**TASK GOAL**
Pull every line that includes the word "rice" from the data.
···
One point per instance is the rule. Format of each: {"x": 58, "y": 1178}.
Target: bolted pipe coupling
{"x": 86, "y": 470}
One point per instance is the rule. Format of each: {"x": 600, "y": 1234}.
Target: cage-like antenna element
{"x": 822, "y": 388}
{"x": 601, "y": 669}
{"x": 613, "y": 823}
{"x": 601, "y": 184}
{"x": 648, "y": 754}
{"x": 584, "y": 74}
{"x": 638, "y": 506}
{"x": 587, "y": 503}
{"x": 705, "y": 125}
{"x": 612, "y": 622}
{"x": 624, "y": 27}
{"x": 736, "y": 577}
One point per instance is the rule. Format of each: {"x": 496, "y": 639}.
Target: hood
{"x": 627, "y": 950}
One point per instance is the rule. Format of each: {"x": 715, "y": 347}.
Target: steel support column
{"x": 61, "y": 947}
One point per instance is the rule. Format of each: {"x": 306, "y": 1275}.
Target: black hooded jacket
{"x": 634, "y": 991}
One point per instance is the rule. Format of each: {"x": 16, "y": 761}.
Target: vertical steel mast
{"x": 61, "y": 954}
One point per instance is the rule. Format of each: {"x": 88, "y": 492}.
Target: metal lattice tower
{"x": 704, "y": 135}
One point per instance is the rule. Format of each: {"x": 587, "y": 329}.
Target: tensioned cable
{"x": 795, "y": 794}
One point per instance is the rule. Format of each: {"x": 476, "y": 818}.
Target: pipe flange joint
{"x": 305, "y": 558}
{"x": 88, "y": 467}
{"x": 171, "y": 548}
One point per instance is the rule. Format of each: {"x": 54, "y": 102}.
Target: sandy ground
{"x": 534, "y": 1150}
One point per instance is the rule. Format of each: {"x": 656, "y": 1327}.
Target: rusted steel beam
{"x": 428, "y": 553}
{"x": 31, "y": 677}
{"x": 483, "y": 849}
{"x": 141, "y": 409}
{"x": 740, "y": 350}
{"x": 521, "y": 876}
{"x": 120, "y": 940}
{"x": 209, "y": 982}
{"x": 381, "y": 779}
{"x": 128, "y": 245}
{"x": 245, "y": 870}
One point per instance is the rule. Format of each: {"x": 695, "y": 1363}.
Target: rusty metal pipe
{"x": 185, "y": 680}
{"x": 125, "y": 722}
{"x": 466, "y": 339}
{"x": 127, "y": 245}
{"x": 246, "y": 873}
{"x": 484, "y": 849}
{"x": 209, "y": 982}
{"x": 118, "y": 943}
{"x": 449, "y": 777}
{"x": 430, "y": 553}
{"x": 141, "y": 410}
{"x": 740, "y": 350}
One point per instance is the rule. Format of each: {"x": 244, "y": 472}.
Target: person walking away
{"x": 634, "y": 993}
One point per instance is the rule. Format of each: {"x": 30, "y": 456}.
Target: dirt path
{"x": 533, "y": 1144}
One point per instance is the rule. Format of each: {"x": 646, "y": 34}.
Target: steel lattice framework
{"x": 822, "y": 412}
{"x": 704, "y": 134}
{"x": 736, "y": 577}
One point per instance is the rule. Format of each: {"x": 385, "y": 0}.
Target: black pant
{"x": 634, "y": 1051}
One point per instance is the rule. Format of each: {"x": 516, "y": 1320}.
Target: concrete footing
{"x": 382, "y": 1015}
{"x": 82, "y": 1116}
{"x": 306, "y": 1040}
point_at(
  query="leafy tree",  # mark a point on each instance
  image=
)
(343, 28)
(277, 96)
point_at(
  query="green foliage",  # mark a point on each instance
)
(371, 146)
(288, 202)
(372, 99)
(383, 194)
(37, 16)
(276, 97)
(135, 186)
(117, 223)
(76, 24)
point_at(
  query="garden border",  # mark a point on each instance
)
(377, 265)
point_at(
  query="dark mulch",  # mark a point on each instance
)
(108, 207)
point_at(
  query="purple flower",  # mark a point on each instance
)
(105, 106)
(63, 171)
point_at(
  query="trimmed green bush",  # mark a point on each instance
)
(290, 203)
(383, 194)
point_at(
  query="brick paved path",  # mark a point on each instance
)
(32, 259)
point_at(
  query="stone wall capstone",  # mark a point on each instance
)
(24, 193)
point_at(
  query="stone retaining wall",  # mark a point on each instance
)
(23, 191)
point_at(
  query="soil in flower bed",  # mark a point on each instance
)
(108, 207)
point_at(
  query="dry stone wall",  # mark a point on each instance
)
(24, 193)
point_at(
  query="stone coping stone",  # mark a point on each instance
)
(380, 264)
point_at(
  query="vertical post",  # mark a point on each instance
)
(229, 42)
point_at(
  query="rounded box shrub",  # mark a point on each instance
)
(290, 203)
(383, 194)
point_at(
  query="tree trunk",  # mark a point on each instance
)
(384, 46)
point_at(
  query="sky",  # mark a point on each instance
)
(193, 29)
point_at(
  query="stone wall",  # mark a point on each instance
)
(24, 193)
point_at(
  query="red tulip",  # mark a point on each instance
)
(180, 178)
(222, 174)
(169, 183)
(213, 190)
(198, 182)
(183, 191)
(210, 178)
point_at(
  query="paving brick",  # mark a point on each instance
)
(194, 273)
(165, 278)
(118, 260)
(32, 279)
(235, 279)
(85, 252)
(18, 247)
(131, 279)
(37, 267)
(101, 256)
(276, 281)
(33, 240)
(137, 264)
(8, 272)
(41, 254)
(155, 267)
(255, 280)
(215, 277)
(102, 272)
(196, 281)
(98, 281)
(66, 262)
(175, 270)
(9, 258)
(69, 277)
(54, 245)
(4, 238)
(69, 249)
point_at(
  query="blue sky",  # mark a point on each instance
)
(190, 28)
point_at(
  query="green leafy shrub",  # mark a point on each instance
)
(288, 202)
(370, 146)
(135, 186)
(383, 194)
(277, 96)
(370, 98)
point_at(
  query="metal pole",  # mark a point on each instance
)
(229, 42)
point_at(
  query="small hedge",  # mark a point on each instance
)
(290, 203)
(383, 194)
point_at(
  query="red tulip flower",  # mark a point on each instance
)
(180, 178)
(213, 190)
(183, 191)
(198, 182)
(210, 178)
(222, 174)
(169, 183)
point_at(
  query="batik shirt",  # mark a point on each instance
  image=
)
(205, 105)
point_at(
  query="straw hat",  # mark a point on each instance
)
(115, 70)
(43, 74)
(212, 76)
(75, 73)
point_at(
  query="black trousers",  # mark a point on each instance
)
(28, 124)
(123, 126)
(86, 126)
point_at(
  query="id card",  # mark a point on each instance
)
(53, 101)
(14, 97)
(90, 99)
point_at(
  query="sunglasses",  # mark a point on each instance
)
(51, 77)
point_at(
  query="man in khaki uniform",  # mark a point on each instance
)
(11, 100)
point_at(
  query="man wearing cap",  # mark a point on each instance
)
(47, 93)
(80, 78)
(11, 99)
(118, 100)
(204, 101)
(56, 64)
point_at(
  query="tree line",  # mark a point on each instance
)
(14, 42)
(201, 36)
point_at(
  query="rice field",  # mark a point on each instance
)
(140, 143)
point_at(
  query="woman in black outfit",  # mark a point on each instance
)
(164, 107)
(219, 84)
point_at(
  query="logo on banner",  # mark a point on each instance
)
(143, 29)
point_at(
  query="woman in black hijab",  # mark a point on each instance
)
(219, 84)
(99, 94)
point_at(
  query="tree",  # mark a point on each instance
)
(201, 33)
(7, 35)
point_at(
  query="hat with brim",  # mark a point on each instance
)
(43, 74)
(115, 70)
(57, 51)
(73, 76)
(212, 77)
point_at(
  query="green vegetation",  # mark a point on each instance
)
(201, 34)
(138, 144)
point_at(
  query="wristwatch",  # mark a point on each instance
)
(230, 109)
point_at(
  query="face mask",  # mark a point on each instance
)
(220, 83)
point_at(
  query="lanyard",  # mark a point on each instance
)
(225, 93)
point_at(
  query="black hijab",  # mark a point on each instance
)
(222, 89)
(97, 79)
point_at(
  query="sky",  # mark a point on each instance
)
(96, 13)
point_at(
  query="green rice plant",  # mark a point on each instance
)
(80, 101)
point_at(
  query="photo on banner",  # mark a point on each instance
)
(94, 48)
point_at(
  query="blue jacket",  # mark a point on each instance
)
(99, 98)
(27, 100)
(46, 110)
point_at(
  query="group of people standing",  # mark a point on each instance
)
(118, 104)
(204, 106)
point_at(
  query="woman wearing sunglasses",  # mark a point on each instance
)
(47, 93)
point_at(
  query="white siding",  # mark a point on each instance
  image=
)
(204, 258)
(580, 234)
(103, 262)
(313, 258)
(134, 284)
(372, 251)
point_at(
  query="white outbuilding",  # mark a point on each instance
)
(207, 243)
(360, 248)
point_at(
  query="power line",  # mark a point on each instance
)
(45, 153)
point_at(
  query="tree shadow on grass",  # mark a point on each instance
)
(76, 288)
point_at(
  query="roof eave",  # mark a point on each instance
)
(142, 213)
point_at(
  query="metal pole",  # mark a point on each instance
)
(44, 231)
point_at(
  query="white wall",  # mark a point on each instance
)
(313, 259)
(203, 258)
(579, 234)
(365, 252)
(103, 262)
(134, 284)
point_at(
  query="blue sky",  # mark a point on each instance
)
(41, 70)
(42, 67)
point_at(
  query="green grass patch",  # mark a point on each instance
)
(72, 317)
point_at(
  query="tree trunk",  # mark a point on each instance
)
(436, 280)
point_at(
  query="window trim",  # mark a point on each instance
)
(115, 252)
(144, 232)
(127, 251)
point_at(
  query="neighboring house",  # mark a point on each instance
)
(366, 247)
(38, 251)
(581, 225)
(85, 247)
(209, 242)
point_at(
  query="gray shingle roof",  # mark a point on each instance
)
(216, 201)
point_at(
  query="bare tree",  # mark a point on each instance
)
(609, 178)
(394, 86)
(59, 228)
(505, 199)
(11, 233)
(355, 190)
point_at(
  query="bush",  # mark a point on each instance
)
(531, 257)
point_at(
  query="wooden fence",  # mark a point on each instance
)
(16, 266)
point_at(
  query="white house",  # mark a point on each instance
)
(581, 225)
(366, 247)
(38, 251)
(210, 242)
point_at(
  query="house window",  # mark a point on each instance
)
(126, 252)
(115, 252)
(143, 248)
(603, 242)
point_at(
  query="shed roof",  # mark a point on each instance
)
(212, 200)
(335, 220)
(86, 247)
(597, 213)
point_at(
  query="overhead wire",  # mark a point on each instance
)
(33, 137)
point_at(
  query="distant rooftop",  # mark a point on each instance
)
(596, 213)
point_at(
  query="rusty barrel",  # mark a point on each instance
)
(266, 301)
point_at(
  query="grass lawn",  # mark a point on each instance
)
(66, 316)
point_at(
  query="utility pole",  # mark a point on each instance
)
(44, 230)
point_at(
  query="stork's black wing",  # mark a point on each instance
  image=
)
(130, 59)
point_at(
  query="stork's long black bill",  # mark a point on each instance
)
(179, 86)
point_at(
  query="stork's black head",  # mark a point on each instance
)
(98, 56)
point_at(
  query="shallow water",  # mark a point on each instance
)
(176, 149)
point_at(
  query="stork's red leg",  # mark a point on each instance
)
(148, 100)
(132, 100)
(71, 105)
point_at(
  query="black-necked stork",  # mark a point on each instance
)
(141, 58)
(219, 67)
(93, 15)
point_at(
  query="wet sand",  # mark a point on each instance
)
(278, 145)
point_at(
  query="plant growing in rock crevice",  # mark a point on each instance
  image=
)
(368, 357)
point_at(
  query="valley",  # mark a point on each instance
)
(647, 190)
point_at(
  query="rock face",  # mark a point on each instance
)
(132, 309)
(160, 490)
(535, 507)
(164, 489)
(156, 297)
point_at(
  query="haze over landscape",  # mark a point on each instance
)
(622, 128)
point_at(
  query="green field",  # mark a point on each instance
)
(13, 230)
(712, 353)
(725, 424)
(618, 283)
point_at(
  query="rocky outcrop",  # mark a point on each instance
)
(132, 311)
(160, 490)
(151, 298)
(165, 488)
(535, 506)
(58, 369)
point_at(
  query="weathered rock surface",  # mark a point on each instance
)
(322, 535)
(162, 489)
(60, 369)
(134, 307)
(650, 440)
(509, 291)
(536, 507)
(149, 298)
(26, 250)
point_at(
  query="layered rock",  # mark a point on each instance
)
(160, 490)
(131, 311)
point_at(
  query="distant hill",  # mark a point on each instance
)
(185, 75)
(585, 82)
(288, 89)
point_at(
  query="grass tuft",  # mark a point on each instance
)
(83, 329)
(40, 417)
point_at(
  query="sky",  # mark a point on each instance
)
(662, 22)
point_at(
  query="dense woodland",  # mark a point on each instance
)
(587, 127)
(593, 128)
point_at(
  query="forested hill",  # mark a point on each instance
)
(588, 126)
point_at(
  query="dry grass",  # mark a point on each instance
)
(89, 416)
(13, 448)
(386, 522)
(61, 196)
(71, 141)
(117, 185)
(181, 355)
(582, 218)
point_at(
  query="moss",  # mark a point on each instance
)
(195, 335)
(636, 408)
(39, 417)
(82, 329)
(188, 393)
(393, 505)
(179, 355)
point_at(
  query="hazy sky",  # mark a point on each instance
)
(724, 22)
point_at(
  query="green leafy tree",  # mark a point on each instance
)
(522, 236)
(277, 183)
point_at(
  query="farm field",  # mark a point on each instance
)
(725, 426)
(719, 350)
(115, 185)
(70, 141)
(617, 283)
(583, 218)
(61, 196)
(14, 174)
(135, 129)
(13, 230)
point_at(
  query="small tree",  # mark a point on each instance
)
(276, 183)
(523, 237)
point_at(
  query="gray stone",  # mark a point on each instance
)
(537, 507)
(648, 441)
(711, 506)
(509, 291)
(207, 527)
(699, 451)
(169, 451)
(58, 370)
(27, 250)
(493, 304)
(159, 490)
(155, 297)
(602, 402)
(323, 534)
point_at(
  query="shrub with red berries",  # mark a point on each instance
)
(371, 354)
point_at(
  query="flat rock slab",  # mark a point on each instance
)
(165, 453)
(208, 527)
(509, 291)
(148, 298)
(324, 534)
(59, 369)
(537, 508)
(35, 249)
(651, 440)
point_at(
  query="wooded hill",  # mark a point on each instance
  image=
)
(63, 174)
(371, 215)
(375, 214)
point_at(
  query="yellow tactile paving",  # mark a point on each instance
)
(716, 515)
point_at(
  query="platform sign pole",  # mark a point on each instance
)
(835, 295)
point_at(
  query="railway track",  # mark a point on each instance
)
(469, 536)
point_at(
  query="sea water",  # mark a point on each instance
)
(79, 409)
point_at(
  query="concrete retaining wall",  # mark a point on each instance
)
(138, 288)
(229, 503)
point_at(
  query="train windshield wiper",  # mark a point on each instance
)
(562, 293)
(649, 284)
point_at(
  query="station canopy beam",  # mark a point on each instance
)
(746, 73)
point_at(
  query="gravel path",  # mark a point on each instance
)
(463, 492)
···
**TASK SOLUTION**
  query="rice field",  # mark a point on each instance
  query="green rice plant",  # mark a point on each instance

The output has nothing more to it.